GOAL: Arrange the records below, starting at the line with "Guideline: the keypoint for each instance of the sandy" (inclusive) and running through the end of the records, as a two-column CSV with headers instruction and keypoints. Each row should hold one instruction's text and its answer, each in its own quoted field, with line breaks turned into spaces.

MATERIAL SUPPLIED:
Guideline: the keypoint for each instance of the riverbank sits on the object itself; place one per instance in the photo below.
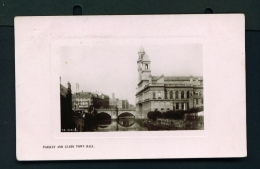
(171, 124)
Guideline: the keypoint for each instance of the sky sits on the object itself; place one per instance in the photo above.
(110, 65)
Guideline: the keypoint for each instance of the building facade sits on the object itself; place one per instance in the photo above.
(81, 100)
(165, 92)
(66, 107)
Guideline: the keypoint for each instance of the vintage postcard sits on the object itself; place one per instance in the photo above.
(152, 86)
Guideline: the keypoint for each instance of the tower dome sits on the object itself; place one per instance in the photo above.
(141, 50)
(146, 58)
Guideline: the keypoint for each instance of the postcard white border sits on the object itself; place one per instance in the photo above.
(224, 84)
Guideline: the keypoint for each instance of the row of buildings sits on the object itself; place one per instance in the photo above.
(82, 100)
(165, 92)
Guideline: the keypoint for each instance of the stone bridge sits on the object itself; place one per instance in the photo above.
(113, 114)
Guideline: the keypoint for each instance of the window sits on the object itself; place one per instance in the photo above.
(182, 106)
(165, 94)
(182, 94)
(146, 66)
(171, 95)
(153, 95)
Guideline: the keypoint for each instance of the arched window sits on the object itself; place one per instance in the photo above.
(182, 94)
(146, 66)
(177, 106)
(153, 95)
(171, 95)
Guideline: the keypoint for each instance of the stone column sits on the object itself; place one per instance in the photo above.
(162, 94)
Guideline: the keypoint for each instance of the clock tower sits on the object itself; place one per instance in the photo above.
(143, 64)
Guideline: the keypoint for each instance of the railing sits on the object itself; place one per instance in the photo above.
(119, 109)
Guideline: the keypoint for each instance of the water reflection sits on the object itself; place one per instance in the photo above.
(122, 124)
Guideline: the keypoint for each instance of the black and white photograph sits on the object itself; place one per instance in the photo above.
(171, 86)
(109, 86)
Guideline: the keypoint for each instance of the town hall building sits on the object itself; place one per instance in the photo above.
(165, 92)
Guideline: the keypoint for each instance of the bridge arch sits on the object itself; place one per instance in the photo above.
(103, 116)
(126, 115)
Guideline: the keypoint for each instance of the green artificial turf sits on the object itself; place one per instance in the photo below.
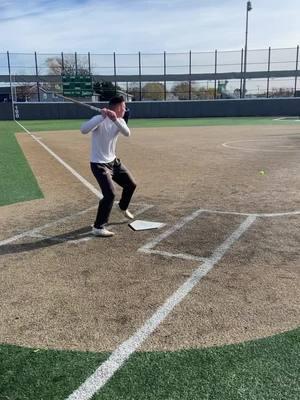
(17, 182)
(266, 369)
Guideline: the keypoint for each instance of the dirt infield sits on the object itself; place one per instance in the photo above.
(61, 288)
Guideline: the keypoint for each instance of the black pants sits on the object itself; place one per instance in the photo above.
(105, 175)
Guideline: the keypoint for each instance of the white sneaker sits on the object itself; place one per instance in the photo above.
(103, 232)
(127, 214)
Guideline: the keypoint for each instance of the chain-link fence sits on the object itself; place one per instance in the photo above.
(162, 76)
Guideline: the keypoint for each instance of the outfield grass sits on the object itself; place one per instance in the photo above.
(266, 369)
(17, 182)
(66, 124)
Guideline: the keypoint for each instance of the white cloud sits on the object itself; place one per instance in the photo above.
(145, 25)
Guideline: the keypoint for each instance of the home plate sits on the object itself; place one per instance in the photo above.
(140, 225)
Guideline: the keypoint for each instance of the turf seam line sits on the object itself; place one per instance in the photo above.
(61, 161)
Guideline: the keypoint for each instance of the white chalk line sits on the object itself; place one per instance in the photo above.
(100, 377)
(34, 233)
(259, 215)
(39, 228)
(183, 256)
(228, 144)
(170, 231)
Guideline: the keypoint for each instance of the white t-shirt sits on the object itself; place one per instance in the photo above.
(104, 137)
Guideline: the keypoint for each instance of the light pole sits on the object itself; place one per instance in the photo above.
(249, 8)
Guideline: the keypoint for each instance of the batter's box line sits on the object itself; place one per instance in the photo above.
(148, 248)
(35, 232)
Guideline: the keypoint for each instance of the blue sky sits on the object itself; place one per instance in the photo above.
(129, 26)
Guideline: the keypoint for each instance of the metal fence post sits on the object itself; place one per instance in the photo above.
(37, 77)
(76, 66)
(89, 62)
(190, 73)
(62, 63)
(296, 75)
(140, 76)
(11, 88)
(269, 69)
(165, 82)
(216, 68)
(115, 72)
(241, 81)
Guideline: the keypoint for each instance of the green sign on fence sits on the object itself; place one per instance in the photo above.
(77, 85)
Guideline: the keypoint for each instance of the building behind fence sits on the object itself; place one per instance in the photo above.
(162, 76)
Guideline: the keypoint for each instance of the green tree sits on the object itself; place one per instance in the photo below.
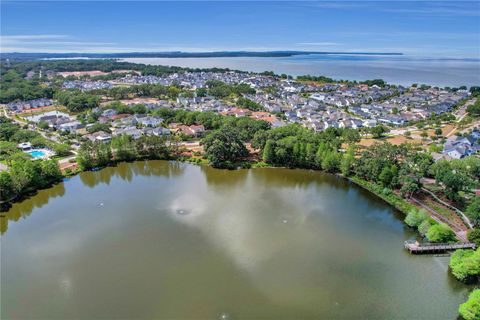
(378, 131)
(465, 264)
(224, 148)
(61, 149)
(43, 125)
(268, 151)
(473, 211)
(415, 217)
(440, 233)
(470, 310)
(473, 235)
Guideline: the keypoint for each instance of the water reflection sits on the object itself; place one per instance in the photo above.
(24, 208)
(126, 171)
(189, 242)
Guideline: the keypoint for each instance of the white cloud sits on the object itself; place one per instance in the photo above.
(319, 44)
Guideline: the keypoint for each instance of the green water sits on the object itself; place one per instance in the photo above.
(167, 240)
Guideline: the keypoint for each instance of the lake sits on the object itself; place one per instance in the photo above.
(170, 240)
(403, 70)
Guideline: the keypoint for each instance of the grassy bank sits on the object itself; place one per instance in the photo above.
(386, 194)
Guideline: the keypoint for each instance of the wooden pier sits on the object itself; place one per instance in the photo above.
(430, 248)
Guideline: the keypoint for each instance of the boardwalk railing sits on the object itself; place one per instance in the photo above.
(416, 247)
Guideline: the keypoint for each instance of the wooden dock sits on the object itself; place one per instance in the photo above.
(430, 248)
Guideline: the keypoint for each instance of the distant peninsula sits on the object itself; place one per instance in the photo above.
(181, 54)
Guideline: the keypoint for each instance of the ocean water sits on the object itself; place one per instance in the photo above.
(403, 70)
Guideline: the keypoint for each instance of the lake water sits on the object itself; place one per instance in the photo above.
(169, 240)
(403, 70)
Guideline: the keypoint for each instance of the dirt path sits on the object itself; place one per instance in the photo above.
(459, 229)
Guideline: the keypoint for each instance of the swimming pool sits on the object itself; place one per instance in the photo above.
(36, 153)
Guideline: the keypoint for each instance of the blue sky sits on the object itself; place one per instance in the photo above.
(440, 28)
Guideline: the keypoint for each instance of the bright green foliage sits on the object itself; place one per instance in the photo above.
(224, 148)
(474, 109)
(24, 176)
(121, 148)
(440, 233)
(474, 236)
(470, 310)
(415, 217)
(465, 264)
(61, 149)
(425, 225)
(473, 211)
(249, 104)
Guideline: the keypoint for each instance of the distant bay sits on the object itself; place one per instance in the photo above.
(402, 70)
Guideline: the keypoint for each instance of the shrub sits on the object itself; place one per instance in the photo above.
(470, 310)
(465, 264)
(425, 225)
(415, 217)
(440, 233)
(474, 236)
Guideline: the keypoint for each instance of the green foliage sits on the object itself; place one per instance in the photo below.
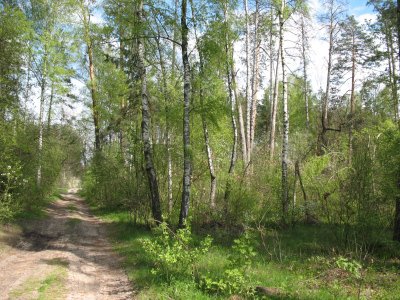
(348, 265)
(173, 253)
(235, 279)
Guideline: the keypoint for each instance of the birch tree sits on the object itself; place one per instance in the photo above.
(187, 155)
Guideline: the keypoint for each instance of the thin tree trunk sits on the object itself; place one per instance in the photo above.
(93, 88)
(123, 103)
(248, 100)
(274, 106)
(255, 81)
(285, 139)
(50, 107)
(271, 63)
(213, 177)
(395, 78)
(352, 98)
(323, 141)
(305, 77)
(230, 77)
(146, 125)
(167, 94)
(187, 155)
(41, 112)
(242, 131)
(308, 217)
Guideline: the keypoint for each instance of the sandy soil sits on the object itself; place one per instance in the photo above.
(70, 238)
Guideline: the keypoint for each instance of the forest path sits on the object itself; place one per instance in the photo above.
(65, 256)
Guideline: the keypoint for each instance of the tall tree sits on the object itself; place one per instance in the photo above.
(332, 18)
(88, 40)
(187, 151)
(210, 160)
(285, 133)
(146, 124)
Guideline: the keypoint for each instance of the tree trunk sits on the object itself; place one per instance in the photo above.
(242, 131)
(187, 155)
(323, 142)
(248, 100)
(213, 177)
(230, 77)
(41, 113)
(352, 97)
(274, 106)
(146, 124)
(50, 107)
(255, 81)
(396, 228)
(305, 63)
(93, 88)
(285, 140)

WRITTEN ANSWER:
instruction,keypoints
"Guideline: the keypoint for each instance of the sandy soil sits on the object itself; place one per instance in the photo above.","(70, 238)"
"Guideline: the keypoint for each instance of the forest path sits on the object itself; place one per instance in the photo above.","(65, 256)"
"Guideline: the keypoint for each instance of the tall tree sits on the object itself; place one per instance in the photo above.","(332, 18) (88, 40) (187, 151) (210, 160) (285, 133) (146, 124)"
"Guideline: the keypoint for each instance of the tree trunk sits on the object itself; place one per instance in the photo above.","(242, 131) (187, 155) (323, 142) (248, 100) (213, 177) (230, 77) (41, 113) (352, 97) (274, 106) (146, 124) (50, 107) (255, 81) (396, 228) (305, 63) (93, 88) (285, 140)"